** What the task requires **
In the text on casino-based integrated resorts, why does it say Osaka's hopes for casino revenue are overblown? Answer in one to three sentences.

** Text passage **
+---+

Is relying on gambling revenue for regional development appropriate?

The situation has greatly changed from the time the plan was put forward, for such reasons as a drastic decrease in the number of visitors coming to Japan due to the novel coronavirus pandemic. The central and local governments need to reconsider once again whether they really should realize the plan.

Regarding the projects to build integrated resorts featuring casinos, the Osaka and Nagasaki prefectural governments have submitted business plans to the central government to announce their candidacies for the projects. Both aim to start operation of the resorts in the latter half of the 2020s. The central government later intends to decide on the areas to be certified through a screening process.

An integrated resort is a complex integrating facilities such as a casino, an international conference hall and a hotel. Gambling as prohibited by the Penal Code will be permitted in the resort, allowing casinos to operate. The private sector will be responsible for the operation of casinos, and a portion of the revenue will be paid to the central and local governments.

The central government aims to increase the number of foreign visitors to Japan to 60 million in 2030, positioning integrated resort projects as the key to achieving the goal. Local governments hoping to attract the projects also apparently have high hopes that the projects will be a catalyst for vitalizing local economies.

The Osaka prefectural government aims to start the operation of an integrated resort on the artificial island of Yumeshima — the site of the Expo 2025 Osaka, Kansai — and estimates that the annual economic effect on the Kinki region will exceed ¥1 trillion. The Nagasaki prefectural government plans to install an integrated resort within Huis Ten Bosch, a large-scale resort facility in the prefecture, and expects to attract more than 6 million visitors a year.

However, will the projects go as smoothly as they expect? After the enactment of the integrated resort promotion law in 2018, a Diet member who was state minister for integrated resorts at the Cabinet Office was arrested on corruption charges, slowing the momentum to attract these projects.

The coronavirus pandemic has also added negative influences on this trend. At one point, as many as eight local governments were willing to host the projects, but many of them abandoned the idea mainly due to the withdrawal of operators. As online casinos are also growing in popularity, there is no guarantee that physical casinos will be able to attract visitors from overseas in the future.

The Osaka prefectural government and the Osaka municipal government estimate they will each receive more than ¥50 billion a year from casino revenue and admission fees. However, it is not certain that the number of visitors to Japan will recover smoothly, so it must be said that their expectations are overblown.

There are also deep-rooted concerns among residents that gambling addiction will rise and public security will deteriorate.

In the first place, is it an appropriate growth strategy to use the money visitors lose at casinos for the purpose of regional development? While the central and local governments have said they will take measures to curb gambling addiction, they pin high hopes on the revenue from casinos. Such a stance is contradictory.

The central government had the initial plan to set a maximum of three locations for certification of the integrated resorts and have them compete with each other, but the intention has already failed. Rather than promoting the projects based on the premise they will be realized, it is time for the central and local governments to reexamine the necessity of integrated resort projects.

+---+

** Spatial location data **
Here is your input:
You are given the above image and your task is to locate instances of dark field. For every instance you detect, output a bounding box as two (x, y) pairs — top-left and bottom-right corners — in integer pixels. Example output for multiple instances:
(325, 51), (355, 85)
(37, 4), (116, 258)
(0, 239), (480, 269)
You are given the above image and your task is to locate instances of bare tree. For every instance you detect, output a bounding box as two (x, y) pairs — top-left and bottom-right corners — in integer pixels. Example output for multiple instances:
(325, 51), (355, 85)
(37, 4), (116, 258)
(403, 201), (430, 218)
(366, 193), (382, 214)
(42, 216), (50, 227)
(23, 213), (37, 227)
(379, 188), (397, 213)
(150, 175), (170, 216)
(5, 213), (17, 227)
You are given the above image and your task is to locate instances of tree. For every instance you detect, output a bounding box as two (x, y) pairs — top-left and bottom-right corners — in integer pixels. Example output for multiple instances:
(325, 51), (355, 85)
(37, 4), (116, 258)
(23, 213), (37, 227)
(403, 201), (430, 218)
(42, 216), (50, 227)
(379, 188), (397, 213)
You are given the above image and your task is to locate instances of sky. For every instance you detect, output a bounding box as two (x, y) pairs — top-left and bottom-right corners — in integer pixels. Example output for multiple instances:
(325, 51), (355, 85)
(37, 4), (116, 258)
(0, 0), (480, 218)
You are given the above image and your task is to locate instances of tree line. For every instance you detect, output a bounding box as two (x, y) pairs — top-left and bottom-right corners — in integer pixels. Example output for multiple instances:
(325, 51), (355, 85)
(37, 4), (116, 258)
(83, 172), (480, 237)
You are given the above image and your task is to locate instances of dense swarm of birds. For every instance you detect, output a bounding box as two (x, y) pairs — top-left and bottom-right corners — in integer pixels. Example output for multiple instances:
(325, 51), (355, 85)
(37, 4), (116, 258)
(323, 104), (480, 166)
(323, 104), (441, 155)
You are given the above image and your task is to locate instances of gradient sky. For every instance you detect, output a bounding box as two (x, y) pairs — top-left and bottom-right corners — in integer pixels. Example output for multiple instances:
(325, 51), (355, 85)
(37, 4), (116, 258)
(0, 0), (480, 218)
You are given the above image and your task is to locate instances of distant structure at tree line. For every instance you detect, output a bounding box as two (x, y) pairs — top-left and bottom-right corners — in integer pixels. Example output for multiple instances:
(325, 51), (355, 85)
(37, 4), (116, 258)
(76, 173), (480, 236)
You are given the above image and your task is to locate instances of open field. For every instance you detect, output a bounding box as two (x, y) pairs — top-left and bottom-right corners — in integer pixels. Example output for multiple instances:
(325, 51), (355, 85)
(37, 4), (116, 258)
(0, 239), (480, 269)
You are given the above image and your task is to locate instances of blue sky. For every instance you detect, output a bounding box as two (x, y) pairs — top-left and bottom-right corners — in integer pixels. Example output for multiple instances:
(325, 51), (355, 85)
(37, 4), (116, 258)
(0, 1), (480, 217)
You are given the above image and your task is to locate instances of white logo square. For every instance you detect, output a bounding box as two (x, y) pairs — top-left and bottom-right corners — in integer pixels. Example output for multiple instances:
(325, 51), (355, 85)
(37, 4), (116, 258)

+---+

** Response to this task **
The Osaka prefectural and municipal governments each expect more than ¥50 billion a year from casino revenue and admission fees. The text calls this overblown because it is not certain that the number of visitors to Japan will recover smoothly.